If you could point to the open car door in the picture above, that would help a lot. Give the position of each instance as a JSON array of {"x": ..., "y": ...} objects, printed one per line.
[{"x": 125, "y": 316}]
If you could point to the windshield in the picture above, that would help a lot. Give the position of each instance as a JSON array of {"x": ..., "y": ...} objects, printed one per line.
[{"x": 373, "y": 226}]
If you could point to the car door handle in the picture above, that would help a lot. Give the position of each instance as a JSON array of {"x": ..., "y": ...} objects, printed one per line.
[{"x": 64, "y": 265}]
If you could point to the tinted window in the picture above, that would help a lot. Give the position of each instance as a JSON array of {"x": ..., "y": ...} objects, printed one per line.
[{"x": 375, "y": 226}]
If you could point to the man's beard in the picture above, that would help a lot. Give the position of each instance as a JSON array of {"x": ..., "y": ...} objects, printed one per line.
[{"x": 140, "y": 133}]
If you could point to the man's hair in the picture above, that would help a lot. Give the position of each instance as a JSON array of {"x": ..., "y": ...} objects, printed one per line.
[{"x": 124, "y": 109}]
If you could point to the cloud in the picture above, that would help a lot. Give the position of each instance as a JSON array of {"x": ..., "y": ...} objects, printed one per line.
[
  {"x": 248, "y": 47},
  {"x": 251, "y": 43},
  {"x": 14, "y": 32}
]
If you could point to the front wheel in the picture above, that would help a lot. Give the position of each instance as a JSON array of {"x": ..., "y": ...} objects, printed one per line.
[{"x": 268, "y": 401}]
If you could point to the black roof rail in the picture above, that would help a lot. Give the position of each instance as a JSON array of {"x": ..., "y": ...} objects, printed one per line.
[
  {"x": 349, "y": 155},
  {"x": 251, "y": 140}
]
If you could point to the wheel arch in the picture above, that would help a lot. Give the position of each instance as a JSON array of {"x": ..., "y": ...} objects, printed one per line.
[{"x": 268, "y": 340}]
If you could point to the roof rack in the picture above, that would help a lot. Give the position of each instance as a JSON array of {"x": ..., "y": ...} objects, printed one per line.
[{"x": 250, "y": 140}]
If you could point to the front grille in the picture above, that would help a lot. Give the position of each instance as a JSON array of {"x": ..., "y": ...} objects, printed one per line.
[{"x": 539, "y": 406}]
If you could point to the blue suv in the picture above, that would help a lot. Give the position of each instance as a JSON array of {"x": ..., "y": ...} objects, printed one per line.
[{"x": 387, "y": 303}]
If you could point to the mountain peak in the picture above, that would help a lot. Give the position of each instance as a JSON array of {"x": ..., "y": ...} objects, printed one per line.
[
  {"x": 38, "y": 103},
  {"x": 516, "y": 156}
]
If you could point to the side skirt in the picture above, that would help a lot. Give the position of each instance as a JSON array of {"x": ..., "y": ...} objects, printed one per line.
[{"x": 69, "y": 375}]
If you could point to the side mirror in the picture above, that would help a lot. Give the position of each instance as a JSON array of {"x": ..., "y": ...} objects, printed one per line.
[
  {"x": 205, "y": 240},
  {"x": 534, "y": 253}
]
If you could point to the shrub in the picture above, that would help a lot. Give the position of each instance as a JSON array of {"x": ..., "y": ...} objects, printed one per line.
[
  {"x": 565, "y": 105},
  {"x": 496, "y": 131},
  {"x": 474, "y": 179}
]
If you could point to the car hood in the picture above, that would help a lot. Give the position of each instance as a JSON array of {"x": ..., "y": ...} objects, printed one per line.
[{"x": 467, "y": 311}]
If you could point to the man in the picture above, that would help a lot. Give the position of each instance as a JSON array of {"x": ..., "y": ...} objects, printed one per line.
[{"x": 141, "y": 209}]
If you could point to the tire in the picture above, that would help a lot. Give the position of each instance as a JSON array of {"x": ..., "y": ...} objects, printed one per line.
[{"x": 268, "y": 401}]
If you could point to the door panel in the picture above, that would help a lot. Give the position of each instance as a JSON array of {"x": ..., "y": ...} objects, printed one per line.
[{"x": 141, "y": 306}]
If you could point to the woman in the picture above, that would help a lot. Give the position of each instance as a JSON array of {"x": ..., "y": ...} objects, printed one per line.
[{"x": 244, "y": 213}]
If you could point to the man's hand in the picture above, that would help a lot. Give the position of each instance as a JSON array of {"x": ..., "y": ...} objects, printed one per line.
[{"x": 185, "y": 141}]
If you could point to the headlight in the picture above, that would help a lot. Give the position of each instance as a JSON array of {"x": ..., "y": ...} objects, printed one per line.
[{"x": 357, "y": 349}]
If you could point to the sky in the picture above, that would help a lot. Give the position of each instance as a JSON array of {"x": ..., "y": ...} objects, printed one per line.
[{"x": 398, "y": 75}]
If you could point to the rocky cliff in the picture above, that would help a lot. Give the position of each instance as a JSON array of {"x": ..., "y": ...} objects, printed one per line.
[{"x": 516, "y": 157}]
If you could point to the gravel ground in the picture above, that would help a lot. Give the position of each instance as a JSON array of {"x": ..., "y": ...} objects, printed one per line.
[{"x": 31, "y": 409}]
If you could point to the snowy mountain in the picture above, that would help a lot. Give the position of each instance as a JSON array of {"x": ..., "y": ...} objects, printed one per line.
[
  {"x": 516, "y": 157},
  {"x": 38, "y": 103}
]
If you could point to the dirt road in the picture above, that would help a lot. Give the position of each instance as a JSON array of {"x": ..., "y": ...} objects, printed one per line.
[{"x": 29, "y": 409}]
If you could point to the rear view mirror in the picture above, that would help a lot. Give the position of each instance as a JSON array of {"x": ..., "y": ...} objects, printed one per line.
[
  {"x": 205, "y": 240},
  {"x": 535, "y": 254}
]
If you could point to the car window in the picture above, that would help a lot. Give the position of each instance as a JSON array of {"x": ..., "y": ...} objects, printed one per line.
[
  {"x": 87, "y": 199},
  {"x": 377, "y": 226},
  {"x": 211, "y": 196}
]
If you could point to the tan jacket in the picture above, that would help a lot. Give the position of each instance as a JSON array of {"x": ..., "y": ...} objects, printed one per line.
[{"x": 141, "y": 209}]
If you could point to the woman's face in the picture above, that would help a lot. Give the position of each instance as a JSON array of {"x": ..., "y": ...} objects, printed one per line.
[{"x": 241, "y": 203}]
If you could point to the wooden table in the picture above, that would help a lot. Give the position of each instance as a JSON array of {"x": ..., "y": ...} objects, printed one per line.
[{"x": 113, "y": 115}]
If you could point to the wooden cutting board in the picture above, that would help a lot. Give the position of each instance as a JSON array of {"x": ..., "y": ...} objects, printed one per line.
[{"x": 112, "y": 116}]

** Aim **
The lines above should be duplicated exactly.

** Output of the task **
If you could point to the open car door in the picture above, that would help a lot. Give the position of each instance as a JSON array of {"x": ..., "y": ...} objects, printed one per line.
[{"x": 125, "y": 316}]
If you could point to the windshield in the picture above, that would help a lot. Give the position of each instance as a JSON array of {"x": ..., "y": ...} objects, printed one per line.
[{"x": 373, "y": 226}]
If you could point to the car door handle in the picture above, that would help a lot. Give the position of each instance as a JSON array of {"x": ..., "y": ...} objects, printed one per line.
[{"x": 64, "y": 265}]
If you could point to the tinted window in the picture above, that would help a lot. Give the position of each instance as a JSON array of {"x": ..., "y": ...} objects, printed one per line.
[{"x": 375, "y": 226}]
If you could point to the man's beard in the picture above, that would help a lot. Give the position of each instance as a JSON array of {"x": ..., "y": ...} objects, printed one per line.
[{"x": 140, "y": 133}]
If you could point to the man's hair in the picture above, that would help a lot. Give the position of each instance as a JSON array of {"x": ..., "y": ...} objects, printed one per line.
[{"x": 124, "y": 109}]
If you could point to the cloud in the picture above, that would help a lot. Give the position of each instance as a JSON array of {"x": ..., "y": ...} objects, printed one per line.
[
  {"x": 248, "y": 47},
  {"x": 251, "y": 43},
  {"x": 14, "y": 32}
]
If you could point to the front wheel in the picture above, that would help a lot. Give the position of each instance as a JSON array of {"x": ..., "y": ...} objects, printed one per line.
[{"x": 268, "y": 401}]
If you could point to the black roof rail in the picture above, that would help a lot. Give the position of each instance as a JSON array of {"x": ..., "y": ...} objects, printed one per line.
[
  {"x": 349, "y": 155},
  {"x": 251, "y": 140}
]
If you could point to the wheel arch in the picture above, that would help a lot. Give the position of each instance as a JSON array of {"x": ..., "y": ...} objects, printed one per line.
[{"x": 268, "y": 340}]
If you could point to the roof rack in the picture above, that would help a lot. Give the position of each instance as a JSON array of {"x": ..., "y": ...} objects, printed one per line.
[{"x": 250, "y": 140}]
If you could point to the front grille in the picture above, that would help a lot. Give the position of each instance as a JSON array of {"x": ..., "y": ...} objects, printed one per line.
[{"x": 539, "y": 406}]
If you could point to the blue suv in the picture above, that would help a lot. Give the position of each instance as a JSON array of {"x": ..., "y": ...} objects, printed one per line.
[{"x": 387, "y": 303}]
If you could point to the mountain peak in the picture above, that would help a lot. Give the position of each instance as a JSON array of {"x": ..., "y": ...} objects, printed one per line.
[
  {"x": 38, "y": 103},
  {"x": 516, "y": 156}
]
If you could point to the side skirt in the picture above, that would help a lot. Give the position of each instance as a JSON array of {"x": ..., "y": ...} objects, printed one per line.
[{"x": 69, "y": 375}]
If you could point to the side mirror in the picture above, that would help a lot. Give the position of each instance as a JSON array of {"x": ..., "y": ...} objects, printed one per line.
[
  {"x": 205, "y": 240},
  {"x": 534, "y": 253}
]
If you could point to the shrub in the picture above, that would help a lot. Give the position of each instance as a JSON array of {"x": ..., "y": ...} objects, printed one per line.
[
  {"x": 565, "y": 105},
  {"x": 496, "y": 131},
  {"x": 474, "y": 179}
]
If you could point to the car hood in the picture above, that would help a lot. Give the position of each instance as a JSON array of {"x": ..., "y": ...} objects, printed one per line.
[{"x": 467, "y": 311}]
If you could point to the man in the picture above, that would help a lot. Give the position of each instance as a JSON array of {"x": ..., "y": ...} objects, printed one per line.
[{"x": 141, "y": 209}]
If you could point to the tire in the picture above, that would help a lot. Give the position of each instance as a JSON array of {"x": ..., "y": ...} objects, printed one per line.
[{"x": 268, "y": 401}]
If you could point to the door panel in the picture above, that would help a lot. Give the position of each instance as a JSON array of {"x": ..., "y": ...} objects, printed one per line.
[{"x": 141, "y": 306}]
If you could point to the woman in the picture above, that would help a lot. Give the position of each instance as a JSON array of {"x": ..., "y": ...} objects, printed one per line.
[{"x": 244, "y": 213}]
If you could point to the man's hand in the picture above, that would help a lot. Give the position of each instance as a JSON array of {"x": ..., "y": ...} objects, printed one per line.
[{"x": 185, "y": 141}]
If you could point to the headlight in the picture above, that would help a lot. Give the position of each instance as a JSON array of {"x": ..., "y": ...} objects, printed one per line.
[{"x": 357, "y": 349}]
If you could point to the sky in the picture above, that would help a lot. Give the position of each instance as a JSON array of {"x": ..., "y": ...} objects, printed one per line.
[{"x": 398, "y": 75}]
If you could point to the rocky cliff in the picture above, that would help a lot. Give the position of each instance as a JSON array of {"x": ..., "y": ...} objects, printed one per line.
[{"x": 516, "y": 157}]
If you could point to the gravel ground in the picture above, that would help a lot. Give the position of each instance as a JSON array of {"x": ..., "y": ...} objects, printed one per line.
[{"x": 31, "y": 409}]
If you could point to the snowy mountain in the picture above, that would help a lot. Give the position of each instance as a JSON array of {"x": ..., "y": ...} objects, printed one per line.
[
  {"x": 516, "y": 157},
  {"x": 38, "y": 103}
]
If you could point to the dirt road in the picture above, that would help a lot. Give the position of each instance as a JSON array of {"x": ..., "y": ...} objects, printed one per line.
[{"x": 29, "y": 409}]
If you could point to the rear view mirror in the picture above, that would help a lot. Give the position of each instance as a JSON array of {"x": ..., "y": ...} objects, printed one per line.
[
  {"x": 205, "y": 240},
  {"x": 535, "y": 254}
]
If you could point to the car window in the picture above, that would help a lot. Give the position of each instance as a JSON array of {"x": ..., "y": ...} objects, printed one per line.
[
  {"x": 87, "y": 199},
  {"x": 377, "y": 226},
  {"x": 211, "y": 196}
]
If you could point to the tan jacket in the picture above, that would help a lot. Give the position of each instance as a JSON array of {"x": ..., "y": ...} objects, printed one per line.
[{"x": 141, "y": 209}]
If you could point to the woman's face in the picture above, that would help a lot. Give the position of each instance as a JSON array of {"x": ..., "y": ...} objects, printed one per line.
[{"x": 241, "y": 203}]
If you could point to the wooden table in the picture above, that would help a lot. Give the position of each instance as a JSON array of {"x": ..., "y": ...} objects, printed one per line.
[{"x": 113, "y": 115}]
If you could point to the wooden cutting board in the picture above, that would help a lot. Give the position of each instance as a JSON array of {"x": ..., "y": ...} objects, printed one per line.
[{"x": 112, "y": 116}]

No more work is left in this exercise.